*** Information Section Begins ***
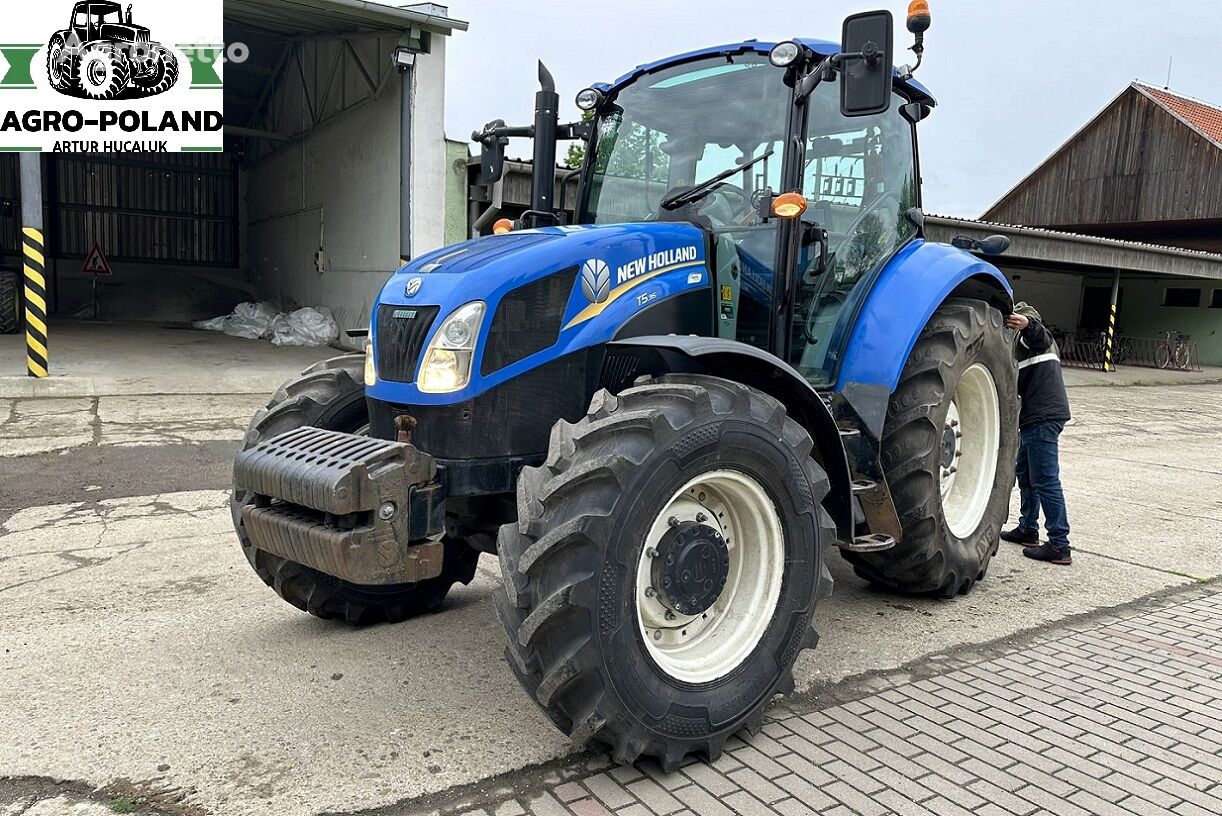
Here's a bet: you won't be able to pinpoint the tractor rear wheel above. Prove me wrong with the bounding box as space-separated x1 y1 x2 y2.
845 298 1017 597
231 354 480 624
496 374 834 769
0 270 19 335
78 45 131 100
46 34 81 94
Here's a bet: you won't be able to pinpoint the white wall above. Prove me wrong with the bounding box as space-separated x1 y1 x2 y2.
247 42 451 345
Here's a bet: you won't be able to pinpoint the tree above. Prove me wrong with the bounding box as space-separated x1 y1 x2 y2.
564 110 596 167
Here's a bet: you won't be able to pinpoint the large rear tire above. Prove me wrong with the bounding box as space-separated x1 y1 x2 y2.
496 374 834 769
231 355 480 624
845 298 1018 597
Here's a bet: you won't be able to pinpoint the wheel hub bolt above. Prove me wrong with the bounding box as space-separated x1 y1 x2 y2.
644 587 657 597
695 512 708 523
646 547 658 558
378 502 397 520
667 516 680 527
665 610 676 621
652 630 662 641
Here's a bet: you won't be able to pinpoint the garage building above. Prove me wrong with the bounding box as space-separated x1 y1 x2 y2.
0 0 467 355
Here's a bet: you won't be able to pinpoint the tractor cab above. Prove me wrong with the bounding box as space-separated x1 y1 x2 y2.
67 2 148 44
575 39 933 385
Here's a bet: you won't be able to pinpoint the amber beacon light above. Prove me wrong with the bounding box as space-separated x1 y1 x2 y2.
907 0 931 33
771 192 808 219
492 218 515 235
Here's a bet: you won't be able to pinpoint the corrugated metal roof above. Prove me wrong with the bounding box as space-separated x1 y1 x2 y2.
224 0 467 36
928 213 1222 262
1134 82 1222 149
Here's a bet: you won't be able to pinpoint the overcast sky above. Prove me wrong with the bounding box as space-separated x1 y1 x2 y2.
439 0 1219 218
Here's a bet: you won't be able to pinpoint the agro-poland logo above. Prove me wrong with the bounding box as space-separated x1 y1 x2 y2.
46 2 180 100
580 259 610 305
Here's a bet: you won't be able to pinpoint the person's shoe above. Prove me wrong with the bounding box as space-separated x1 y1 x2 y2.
1001 527 1040 545
1023 543 1072 565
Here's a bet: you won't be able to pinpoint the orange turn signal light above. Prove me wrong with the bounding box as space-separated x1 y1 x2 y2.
492 218 514 235
771 192 808 220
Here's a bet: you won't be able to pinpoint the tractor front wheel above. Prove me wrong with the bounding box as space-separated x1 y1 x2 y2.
845 298 1018 597
496 374 834 769
78 45 131 100
231 355 480 624
131 45 179 96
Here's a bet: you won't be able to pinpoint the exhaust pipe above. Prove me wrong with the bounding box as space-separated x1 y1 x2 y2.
529 61 560 224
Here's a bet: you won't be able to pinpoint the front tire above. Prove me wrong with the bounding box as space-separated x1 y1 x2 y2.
496 374 834 769
78 45 131 100
0 271 19 335
131 45 179 96
845 298 1018 597
231 355 480 624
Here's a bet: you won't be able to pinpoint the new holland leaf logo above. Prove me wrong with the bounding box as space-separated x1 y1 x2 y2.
581 259 611 305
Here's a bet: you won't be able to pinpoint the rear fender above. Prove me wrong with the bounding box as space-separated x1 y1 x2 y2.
606 335 853 543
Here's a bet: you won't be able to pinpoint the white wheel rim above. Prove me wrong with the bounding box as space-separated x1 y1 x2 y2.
635 469 784 684
940 363 1000 539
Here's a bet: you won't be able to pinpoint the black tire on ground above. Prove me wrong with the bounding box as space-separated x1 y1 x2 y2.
495 374 835 770
78 45 131 100
845 298 1018 597
131 46 178 95
46 34 81 94
231 354 480 624
0 271 19 335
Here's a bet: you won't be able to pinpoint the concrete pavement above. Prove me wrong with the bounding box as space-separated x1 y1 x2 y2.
0 321 334 398
1 382 1220 815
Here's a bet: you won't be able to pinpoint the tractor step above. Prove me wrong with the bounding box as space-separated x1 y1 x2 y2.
839 533 896 553
850 478 877 494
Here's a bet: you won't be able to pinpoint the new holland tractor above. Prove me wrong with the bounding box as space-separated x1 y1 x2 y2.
231 3 1018 768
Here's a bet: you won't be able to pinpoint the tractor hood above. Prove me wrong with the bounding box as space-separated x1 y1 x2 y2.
369 222 710 405
99 23 150 41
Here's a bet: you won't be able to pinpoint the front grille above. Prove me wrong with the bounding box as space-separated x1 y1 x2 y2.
137 32 150 43
376 304 439 383
481 268 578 376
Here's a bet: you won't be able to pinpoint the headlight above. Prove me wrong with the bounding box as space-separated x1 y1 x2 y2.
575 87 604 111
418 301 485 393
364 341 377 386
769 41 801 67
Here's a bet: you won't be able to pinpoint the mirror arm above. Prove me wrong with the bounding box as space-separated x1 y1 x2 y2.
796 55 837 103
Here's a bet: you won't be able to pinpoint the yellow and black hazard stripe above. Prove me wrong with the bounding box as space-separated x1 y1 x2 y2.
1103 301 1117 373
22 227 49 378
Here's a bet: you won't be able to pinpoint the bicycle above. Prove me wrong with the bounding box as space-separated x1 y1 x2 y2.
1155 331 1191 370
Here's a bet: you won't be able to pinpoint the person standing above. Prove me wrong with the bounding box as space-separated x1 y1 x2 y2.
1000 302 1073 565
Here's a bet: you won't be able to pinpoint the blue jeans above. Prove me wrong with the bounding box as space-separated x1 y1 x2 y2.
1015 421 1070 548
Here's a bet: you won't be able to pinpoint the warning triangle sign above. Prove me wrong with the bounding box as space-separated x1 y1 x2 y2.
83 244 112 276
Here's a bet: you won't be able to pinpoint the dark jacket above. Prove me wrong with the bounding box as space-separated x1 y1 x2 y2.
1012 305 1071 429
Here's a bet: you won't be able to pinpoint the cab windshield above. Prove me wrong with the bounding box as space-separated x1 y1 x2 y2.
581 53 788 226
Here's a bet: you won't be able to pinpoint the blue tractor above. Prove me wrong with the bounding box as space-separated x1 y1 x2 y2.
232 4 1018 768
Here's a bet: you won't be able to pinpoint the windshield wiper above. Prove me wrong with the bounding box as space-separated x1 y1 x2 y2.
660 148 775 211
*** Information Section Ends ***
▸ **What you should do**: Give the entries again exactly, but skip every image.

▸ **Output of the task**:
Here's a bet: you won't be able to pinpoint the tractor rear wheel above. Prove me wrong with the bounding box as space-separated x1 y1 x2 y2.
845 298 1017 597
231 354 480 624
496 374 834 769
0 270 19 335
78 45 131 100
46 34 81 94
Here's a bet: you won't be able to pinpoint the white wall above. Prove me wrong with the bounding box as space-separated x1 y1 x2 y2.
247 42 451 345
Here's a bet: you won't be able to pinpoint the tree above. Prove me wrong with the bounding box as space-separated x1 y1 x2 y2.
564 110 596 167
Here's a bet: you won't be able to pinpoint the large rear tire above. Prove me wrong with the bounding box as space-separated x1 y1 x2 y2.
496 374 834 769
231 355 480 624
845 298 1018 597
Here's a bet: you won't be able to pinpoint the wheel hub bolt above. Prove me wrong with the bounding box as space-separated x1 y1 x2 y2.
644 587 657 597
695 512 708 523
646 547 658 558
378 502 397 520
667 516 680 527
665 610 676 621
652 630 662 641
Here's a bet: you won't be able to pinpoint the garage building above. Prove me wrong with the bounding box as space-separated x1 y1 x2 y2.
0 0 467 355
Here's a bet: you won't be able to pinpoint the tractor cab above. Prove me wrong with the bounding box as space-separated x1 y1 x2 y2.
67 2 148 44
575 39 933 385
Here's a bet: you won't be able to pinpoint the amber beacon light above. Prove me wrong with the bounding box as space-separated x1 y1 x2 y2.
907 0 931 33
771 192 808 219
492 218 515 235
Here's a bet: you won't be able to pinpoint the corrugated metal roof above. Prove me wrong with the bounding box as space-separated x1 y1 x2 y2.
224 0 467 36
928 213 1222 262
1134 82 1222 149
Here's a bet: you won't be able to pinpoint the overcast sky above. Prove me wrong with the bounding box as space-separated x1 y1 x2 y2.
439 0 1219 218
Here's a bet: you won't be able to pinpoint the agro-poland logo above. Prove me wrong with the bounding box as space-separated x1 y1 x2 y2.
46 2 180 100
580 259 610 305
Here's a bet: you won't be able to pinpoint the person's shoe above. Prove me wrong with the bounding box as space-separated x1 y1 x2 y2.
1001 527 1040 545
1023 543 1072 565
Here's a bet: you won't be able to pinpoint the orange turn signal light above. Prove me wrong with the bounding box as space-separated x1 y1 x2 y2.
492 218 514 235
771 192 808 220
Here's a bet: you won't be able to pinpoint the tractor front wheel above. Prove me wrong with the bounding box as space-separated x1 y1 x2 y2.
845 298 1018 597
496 374 834 769
78 45 131 100
231 355 480 624
131 45 179 96
Here's a bet: you won't be able to pinpoint the exhaust pipe above. Prove me wrong with the bounding box as space-separated x1 y1 x2 y2.
529 61 560 224
Here's a bet: you won't be able to pinpoint the front tire above. Prove me wrong with the bounding box as space-separated x1 y1 x2 y2.
496 374 834 769
78 45 131 100
0 271 19 335
131 45 179 96
845 298 1018 597
231 355 480 624
Here's a bet: you won't be able to pinpoint the new holland leaf logo above. Prove me wrong with the bounding box as space-separated x1 y1 x2 y2.
581 259 611 305
Here's a bet: you won't be able to pinpoint the rear fender above. Prove me wrong with the bounding box as space-separated x1 y1 x2 y2.
606 335 853 543
Here's a bet: you won't be able to pinpoint the white wheel rim above. Prove me wrong with the bounding box as space-separated x1 y1 x2 y2.
635 469 784 684
940 363 1000 539
Here's a bet: you won't be able to pinpoint the black tire on ground above. Prove me wrong with the bounding box as space-separated x1 y1 x2 y2.
495 374 835 770
78 45 131 100
845 298 1018 597
131 46 178 95
46 34 81 94
231 354 480 624
0 271 19 335
Here's a bet: you won't be able to pinpoint the concrete pavement above. Prove me wrong with the bounding box as space-separated x1 y1 x2 y2.
0 321 334 398
1 382 1220 815
Here's a bet: you won't be able to pinpoint the tractor step above. Prove me wrong with the bounding box as space-separated x1 y1 x2 y2.
839 533 896 553
850 478 877 494
Here's a bet: you won't be able to pinpoint the new holland tractor above. Prove me wrong with the bounding box as space-separated x1 y1 x2 y2.
231 3 1018 768
Here's a bet: you won't be able to pinpoint the tractor hood above. Prove me wrong with the bounding box as space-separated x1 y1 x2 y2.
369 222 710 405
99 23 150 41
Here's a bet: you won't be able to pinpoint the front grille above. Prove me wrong with the bounding box as space-separated x1 y1 x2 y2.
137 32 150 43
376 304 439 383
481 268 578 376
Here's a bet: you won't be able to pinpoint the headlight above. Prove me wrong with the bounding box as space-separated x1 y1 x2 y2.
575 87 604 111
418 301 485 393
364 341 377 386
769 41 801 67
Here's a bet: you won't be able to pinpoint the mirror arm above. Prove me wrong with the bounding box as space-separated x1 y1 x2 y2.
796 55 837 103
Here's a bet: you won't be able to pinpoint the yellow and black hazard stripe above. Prove me wrong with the bounding box as space-separated x1 y1 x2 y2.
1103 301 1117 373
22 227 49 378
Here's a bet: you won't be able to pinpoint the bicycle above. Prove me wrong with the bounding box as space-separated x1 y1 x2 y2.
1155 331 1191 370
Here's a bet: you won't be able to pinpoint the person standing above. Prove me wrong with the bounding box as space-separated x1 y1 x2 y2.
1000 302 1073 565
Here's a bet: you won't be able to pinpoint the blue jeans above. Prove me wrong with the bounding box as space-separated x1 y1 x2 y2.
1015 421 1070 548
Here's a bet: you won't be able to pinpoint the warning triangle sign above. Prove me wrong with the bounding box as space-separated x1 y1 x2 y2.
83 244 112 276
Here's a bet: you won't be able to pinpoint the dark jacket above. Prove me wrong with the bounding box as space-separated x1 y1 x2 y2.
1012 305 1071 429
Here's a bet: you won't be able to pinpoint the cab windshield above. Prove me wrong with the bounding box as space-separated x1 y1 x2 y2.
581 53 788 226
Here's a bet: you won't be able to pinpoint the blue tractor above. Prove me wrong with the bounding box as space-separated x1 y1 x2 y2.
232 4 1018 768
Here's a bet: you won't be able to pinpoint the windshield wiper above. Prove me wrong with the bounding box as space-separated x1 y1 x2 y2.
660 148 775 211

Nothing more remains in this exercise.